WHAT THE EXERCISE ASKS -
Please rewrite the rows below, putting "place a point" wherever "drop a dot" appears and leaving every other part unchanged.

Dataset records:
▬▬▬▬▬▬▬▬▬▬
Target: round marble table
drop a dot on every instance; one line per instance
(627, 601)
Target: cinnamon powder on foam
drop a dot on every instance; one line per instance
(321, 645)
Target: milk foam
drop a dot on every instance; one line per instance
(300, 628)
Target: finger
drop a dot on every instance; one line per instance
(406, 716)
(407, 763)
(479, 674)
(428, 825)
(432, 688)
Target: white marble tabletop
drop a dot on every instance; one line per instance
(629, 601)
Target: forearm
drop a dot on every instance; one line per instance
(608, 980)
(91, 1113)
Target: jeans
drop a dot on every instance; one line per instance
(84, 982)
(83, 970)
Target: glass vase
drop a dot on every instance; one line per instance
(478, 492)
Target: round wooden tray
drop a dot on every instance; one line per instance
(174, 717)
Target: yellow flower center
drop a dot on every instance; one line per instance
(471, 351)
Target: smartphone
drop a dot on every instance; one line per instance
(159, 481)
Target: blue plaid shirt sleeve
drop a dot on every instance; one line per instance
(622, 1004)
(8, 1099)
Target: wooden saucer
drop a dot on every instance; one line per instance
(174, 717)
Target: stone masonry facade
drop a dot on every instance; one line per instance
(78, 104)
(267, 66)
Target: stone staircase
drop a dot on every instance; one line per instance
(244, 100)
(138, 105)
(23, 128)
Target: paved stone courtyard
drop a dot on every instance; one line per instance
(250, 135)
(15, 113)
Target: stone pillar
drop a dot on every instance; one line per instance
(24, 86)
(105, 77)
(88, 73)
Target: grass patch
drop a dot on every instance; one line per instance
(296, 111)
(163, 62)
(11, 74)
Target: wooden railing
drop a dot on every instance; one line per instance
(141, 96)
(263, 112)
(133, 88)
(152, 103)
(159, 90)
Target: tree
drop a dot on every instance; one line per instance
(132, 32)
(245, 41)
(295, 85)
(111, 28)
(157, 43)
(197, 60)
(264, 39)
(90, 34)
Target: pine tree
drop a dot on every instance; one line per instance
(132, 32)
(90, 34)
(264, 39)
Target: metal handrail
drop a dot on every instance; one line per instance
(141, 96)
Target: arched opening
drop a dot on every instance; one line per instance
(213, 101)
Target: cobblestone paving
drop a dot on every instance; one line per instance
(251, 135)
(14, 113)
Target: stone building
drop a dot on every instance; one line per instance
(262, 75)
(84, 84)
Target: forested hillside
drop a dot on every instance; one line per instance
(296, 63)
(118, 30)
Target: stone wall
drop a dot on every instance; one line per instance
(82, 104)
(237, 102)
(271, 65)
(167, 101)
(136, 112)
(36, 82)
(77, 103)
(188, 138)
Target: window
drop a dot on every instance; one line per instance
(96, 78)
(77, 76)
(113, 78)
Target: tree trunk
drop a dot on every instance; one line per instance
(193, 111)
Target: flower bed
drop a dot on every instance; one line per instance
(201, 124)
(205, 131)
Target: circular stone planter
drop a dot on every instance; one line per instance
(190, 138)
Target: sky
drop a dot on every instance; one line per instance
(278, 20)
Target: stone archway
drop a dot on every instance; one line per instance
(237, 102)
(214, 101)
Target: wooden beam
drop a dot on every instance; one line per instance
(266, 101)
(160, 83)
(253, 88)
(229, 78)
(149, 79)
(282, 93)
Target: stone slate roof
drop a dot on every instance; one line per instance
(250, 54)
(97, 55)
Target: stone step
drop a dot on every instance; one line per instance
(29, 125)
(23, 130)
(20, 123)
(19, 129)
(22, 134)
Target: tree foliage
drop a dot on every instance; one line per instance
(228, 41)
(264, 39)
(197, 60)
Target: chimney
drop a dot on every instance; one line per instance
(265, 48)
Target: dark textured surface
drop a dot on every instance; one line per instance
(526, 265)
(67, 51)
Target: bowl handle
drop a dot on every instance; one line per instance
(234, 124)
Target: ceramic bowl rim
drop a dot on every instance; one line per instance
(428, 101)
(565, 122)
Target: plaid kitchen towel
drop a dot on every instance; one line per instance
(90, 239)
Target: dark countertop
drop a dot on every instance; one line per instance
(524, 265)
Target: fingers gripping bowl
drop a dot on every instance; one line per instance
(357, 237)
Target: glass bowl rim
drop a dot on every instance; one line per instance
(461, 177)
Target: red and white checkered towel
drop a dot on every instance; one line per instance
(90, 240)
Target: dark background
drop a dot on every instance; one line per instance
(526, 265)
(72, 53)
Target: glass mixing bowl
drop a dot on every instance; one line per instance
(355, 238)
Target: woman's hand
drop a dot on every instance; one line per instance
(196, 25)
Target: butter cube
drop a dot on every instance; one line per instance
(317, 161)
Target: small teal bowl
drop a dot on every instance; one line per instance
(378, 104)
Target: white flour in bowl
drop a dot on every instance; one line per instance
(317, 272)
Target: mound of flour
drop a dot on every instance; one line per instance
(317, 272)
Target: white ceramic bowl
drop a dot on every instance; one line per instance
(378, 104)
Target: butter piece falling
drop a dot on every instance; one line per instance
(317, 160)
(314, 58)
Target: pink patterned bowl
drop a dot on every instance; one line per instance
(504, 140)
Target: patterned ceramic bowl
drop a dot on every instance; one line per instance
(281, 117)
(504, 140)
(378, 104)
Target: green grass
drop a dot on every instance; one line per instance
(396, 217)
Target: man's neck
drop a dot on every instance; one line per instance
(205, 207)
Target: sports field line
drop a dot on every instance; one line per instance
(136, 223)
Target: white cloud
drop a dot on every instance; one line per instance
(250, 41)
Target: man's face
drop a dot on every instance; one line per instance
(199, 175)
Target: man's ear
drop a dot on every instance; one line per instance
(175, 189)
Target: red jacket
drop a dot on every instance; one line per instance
▬▬▬▬▬▬▬▬▬▬
RESPONSE BELOW -
Target: round marble table
place a point on every instance; one line per instance
(627, 601)
Target: cinnamon powder on foam
place a point on every instance; one line per instance
(321, 645)
Target: milk foam
place a point on every instance; one line per instance
(300, 628)
Target: finger
place a point on every instance; one line per instance
(406, 716)
(407, 763)
(479, 674)
(428, 825)
(432, 688)
Target: white marble tabletop
place a point on every instance; one line per instance
(629, 601)
Target: forearm
place a point on every instance; one line per instance
(608, 980)
(91, 1113)
Target: jeans
place a point on every instance; one line per instance
(84, 982)
(83, 970)
Target: glass vase
place a point on every instance; one line per instance
(478, 492)
Target: round wooden tray
place a point on every instance; one line per instance
(174, 717)
Target: yellow flower center
place a point on every instance; one line per instance
(471, 351)
Target: smartphone
place a point on every instance; one line per instance
(159, 481)
Target: blue plaid shirt sleeve
place a point on every instance; one line per instance
(622, 1004)
(8, 1099)
Target: wooden saucer
place a point on every instance; one line per instance
(174, 717)
Target: stone masonry facade
place a point on every instance; one line per instance
(78, 104)
(267, 66)
Target: stone staircase
place a point on every instance; one line per instance
(244, 100)
(138, 105)
(23, 128)
Target: paved stone courtyard
place a point on every instance; one line per instance
(250, 135)
(15, 113)
Target: stone pillar
place a point on every instance; one line per instance
(24, 86)
(105, 77)
(88, 73)
Target: grass patch
place a point on every instance; one line per instance
(296, 111)
(163, 62)
(11, 74)
Target: wooden railing
place a point on every instance; one line per instance
(141, 96)
(263, 112)
(133, 88)
(152, 103)
(159, 90)
Target: tree
place a point on every instance; one line per instance
(132, 32)
(245, 41)
(295, 85)
(111, 28)
(157, 43)
(197, 60)
(264, 39)
(90, 34)
Target: pine tree
place a point on every instance; one line per instance
(132, 32)
(90, 34)
(264, 39)
Target: metal handrail
place a point on every instance; one line per instance
(141, 96)
Target: arched opening
place a point on every instance; one line per instance
(213, 101)
Target: cobblestone paving
place a point on every instance; one line per instance
(251, 135)
(14, 113)
Target: stone building
place a point on every instance; one line per instance
(262, 75)
(84, 84)
Target: forested hillside
place a point on every instance; one line per instance
(296, 63)
(118, 30)
Target: stone wall
place a point on every instance; one line per instance
(82, 104)
(237, 102)
(271, 65)
(167, 101)
(136, 112)
(36, 82)
(77, 103)
(188, 138)
Target: window
place a point on every instance; one line per instance
(96, 78)
(77, 76)
(113, 78)
Target: tree trunk
place a point on every instance; one line per instance
(193, 111)
Target: flower bed
place a point on every instance; one line per instance
(201, 124)
(205, 131)
Target: circular stone planter
place a point on every instance; one line per instance
(190, 138)
Target: sky
place a point on every instance; one line per instance
(278, 20)
Target: stone archway
place a point on every instance; one line per instance
(237, 102)
(214, 101)
Target: wooden beam
place a point on every instance; one line per instance
(266, 101)
(160, 83)
(253, 88)
(229, 78)
(149, 79)
(282, 93)
Target: stone slate roof
place a point on every instance; one line per instance
(250, 54)
(97, 55)
Target: stone step
place a point on every instance; one line per instance
(29, 125)
(23, 130)
(20, 123)
(19, 129)
(22, 134)
Target: tree foliage
place a point on every instance; one line per instance
(228, 41)
(264, 39)
(197, 60)
Target: chimney
place a point on every instance; one line per instance
(265, 48)
Target: dark textured surface
place a point on every instance; one line per instance
(526, 265)
(67, 51)
Target: bowl handle
place a point on every instance; one line per instance
(234, 124)
Target: ceramic bowl rim
place a point on every instance; one line per instance
(428, 101)
(565, 122)
Target: plaid kitchen towel
place a point on every instance; one line per instance
(90, 239)
Target: dark countertop
place a point on every instance; one line per instance
(524, 265)
Target: fingers gripping bowl
place a point on every instance; one line per instance
(357, 237)
Target: glass bowl rim
place a point on every instance; one line per instance
(461, 177)
Target: red and white checkered towel
place a point on every instance; one line per instance
(90, 240)
Target: dark background
place a point on every instance; one line per instance
(526, 265)
(72, 53)
Target: glass mixing bowl
place a point on every instance; one line per instance
(355, 238)
Target: woman's hand
place a point on every instance; one line per instance
(196, 25)
Target: butter cube
place a point on every instance; one line per instance
(317, 161)
Target: small teal bowl
place a point on every instance; one line per instance
(378, 104)
Target: white flour in bowl
place a point on every instance; one line per instance
(317, 272)
Target: mound of flour
place a point on every instance; one line per instance
(317, 272)
Target: white ceramic bowl
place a point on every instance; one line per instance
(378, 104)
Target: butter piece falling
place a point on every instance; one line per instance
(317, 160)
(314, 58)
Target: pink patterned bowl
place a point on every instance; one line per instance
(504, 140)
Target: patterned ceramic bowl
place a point on every instance; one line per instance
(281, 117)
(504, 140)
(378, 104)
Target: green grass
place a point on every instance; one line per instance
(396, 217)
Target: man's neck
place a point on every instance; one line per instance
(205, 207)
Target: sports field line
place a point on every instance; one line per instance
(136, 223)
Target: white cloud
place a point on every instance; one line per instance
(250, 41)
Target: man's face
place a point on every instance; one line per instance
(199, 175)
Target: man's ear
place a point on every instance; one line per instance
(175, 189)
Target: red jacket
place a point on every instance; one line per instance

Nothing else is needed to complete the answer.